WRITTEN INSTRUCTION:
Edit the rows below by replacing each "mask" with "outline" and leaving everything else unchanged.

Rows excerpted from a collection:

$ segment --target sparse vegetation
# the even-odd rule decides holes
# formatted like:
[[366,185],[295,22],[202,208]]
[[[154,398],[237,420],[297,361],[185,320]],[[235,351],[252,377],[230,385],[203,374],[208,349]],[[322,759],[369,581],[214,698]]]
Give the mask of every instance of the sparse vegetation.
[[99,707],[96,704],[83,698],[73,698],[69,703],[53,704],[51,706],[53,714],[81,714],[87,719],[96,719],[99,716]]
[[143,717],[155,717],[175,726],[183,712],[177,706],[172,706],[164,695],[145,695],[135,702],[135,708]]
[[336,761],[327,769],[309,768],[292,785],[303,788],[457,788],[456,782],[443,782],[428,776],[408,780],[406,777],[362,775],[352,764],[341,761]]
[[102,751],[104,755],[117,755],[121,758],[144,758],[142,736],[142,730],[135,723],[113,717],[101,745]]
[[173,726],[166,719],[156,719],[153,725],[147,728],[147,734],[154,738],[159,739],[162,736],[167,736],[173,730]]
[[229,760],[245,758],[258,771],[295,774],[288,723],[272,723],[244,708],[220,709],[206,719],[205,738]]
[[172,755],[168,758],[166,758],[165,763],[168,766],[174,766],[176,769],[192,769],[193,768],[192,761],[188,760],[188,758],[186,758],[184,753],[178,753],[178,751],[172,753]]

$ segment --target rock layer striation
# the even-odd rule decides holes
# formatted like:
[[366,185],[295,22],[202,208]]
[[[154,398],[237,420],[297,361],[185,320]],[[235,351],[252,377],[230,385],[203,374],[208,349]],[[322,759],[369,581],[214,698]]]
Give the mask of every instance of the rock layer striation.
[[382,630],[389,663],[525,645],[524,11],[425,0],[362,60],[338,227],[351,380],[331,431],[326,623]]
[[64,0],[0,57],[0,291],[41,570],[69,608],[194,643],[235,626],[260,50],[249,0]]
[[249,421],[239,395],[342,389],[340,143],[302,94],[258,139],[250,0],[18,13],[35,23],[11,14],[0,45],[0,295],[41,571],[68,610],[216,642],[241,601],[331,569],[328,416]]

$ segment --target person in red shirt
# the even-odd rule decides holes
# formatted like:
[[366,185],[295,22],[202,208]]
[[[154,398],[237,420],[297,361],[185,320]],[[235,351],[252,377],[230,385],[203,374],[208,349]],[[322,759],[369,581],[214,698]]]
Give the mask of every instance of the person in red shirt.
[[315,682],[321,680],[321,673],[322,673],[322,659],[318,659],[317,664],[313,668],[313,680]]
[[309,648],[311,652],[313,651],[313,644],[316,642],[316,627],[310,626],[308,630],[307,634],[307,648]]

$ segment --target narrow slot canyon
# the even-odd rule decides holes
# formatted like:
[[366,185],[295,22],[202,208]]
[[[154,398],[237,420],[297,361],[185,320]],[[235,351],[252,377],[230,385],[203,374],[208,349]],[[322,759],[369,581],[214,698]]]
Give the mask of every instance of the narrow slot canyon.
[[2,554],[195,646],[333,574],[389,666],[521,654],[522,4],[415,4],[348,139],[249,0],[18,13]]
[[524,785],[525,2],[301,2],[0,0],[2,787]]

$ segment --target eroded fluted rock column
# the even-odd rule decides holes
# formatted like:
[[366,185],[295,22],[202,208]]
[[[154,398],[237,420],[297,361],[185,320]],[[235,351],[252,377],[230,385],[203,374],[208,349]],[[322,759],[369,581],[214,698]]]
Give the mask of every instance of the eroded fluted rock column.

EXERCISE RESULT:
$ segment --target sparse vegetation
# the even-odd rule decides holes
# formatted like:
[[366,185],[295,22],[202,208]]
[[[154,398],[237,420],[297,361],[185,320]],[[235,351],[252,377],[230,385],[203,374],[208,349]],[[322,759],[369,581],[214,698]]]
Give the outline of every instance of the sparse vegetation.
[[99,707],[96,704],[83,698],[73,698],[69,703],[53,704],[51,706],[53,714],[81,714],[87,719],[96,719],[99,716]]
[[143,717],[155,717],[175,726],[183,712],[177,706],[172,706],[164,695],[145,695],[135,702],[135,708]]
[[336,761],[327,769],[309,768],[292,785],[303,788],[457,788],[456,782],[443,782],[428,776],[408,780],[406,777],[362,775],[352,764],[341,761]]
[[102,751],[104,755],[117,755],[121,758],[144,758],[142,736],[142,730],[135,723],[113,717],[101,745]]
[[173,726],[166,719],[156,719],[153,725],[147,728],[147,734],[154,738],[159,739],[162,736],[167,736],[173,730]]
[[229,760],[245,758],[258,771],[295,774],[288,723],[272,723],[244,708],[220,709],[206,719],[205,738]]
[[172,755],[168,758],[166,758],[165,763],[168,766],[174,766],[176,769],[192,769],[193,768],[192,761],[188,760],[188,758],[186,758],[184,753],[178,753],[178,751],[172,753]]

$ segment --target rock layer striation
# the even-odd rule decides holes
# formatted like:
[[366,185],[295,22],[202,208]]
[[[154,398],[237,420],[297,361],[185,320]],[[235,351],[252,377],[230,385],[203,374],[208,349]],[[322,759],[369,581],[214,698]]]
Give the outline of every instance of the rock layer striation.
[[382,630],[389,663],[525,645],[524,11],[425,0],[362,60],[338,227],[351,380],[331,431],[326,623]]
[[64,0],[0,57],[0,291],[41,570],[69,608],[194,643],[235,626],[260,50],[249,0]]
[[249,421],[239,395],[342,389],[340,143],[302,94],[258,139],[250,0],[18,13],[35,23],[11,14],[0,45],[0,295],[41,571],[68,610],[216,642],[241,601],[331,569],[328,416]]

$ segment --target person in red shirt
# the even-odd rule decides holes
# formatted like:
[[366,185],[295,22],[202,208]]
[[[154,398],[237,420],[297,361],[185,320]],[[235,351],[252,377],[230,385],[203,374],[208,349]],[[322,759],[369,581],[214,698]]]
Give the outline of every instance of the person in red shirt.
[[315,682],[321,680],[321,673],[322,673],[322,659],[318,659],[317,664],[313,668],[313,680]]
[[309,648],[311,652],[313,651],[313,644],[316,642],[316,627],[310,626],[308,630],[307,634],[307,648]]

$ segment --target narrow slot canyon
# the even-odd rule decides holes
# formatted like:
[[366,185],[295,22],[202,208]]
[[[154,398],[237,420],[297,361],[185,320]],[[235,351],[252,377],[230,385],[203,374],[208,349]],[[322,759],[369,581],[214,698]]]
Give the outline of every instance of the narrow slot canyon.
[[2,554],[195,646],[333,574],[389,666],[521,654],[522,4],[415,4],[348,139],[249,0],[18,13]]
[[524,785],[525,2],[301,2],[0,0],[2,787]]

$ segment --target eroded fluted rock column
# the even-odd rule decides holes
# formatted like:
[[366,185],[295,22],[202,208]]
[[[154,398],[237,420],[297,361],[185,320]],[[235,351],[252,377],[230,385],[203,374],[208,349]],[[322,759],[369,581],[214,698]]]
Give the outline of every instance of the eroded fluted rock column.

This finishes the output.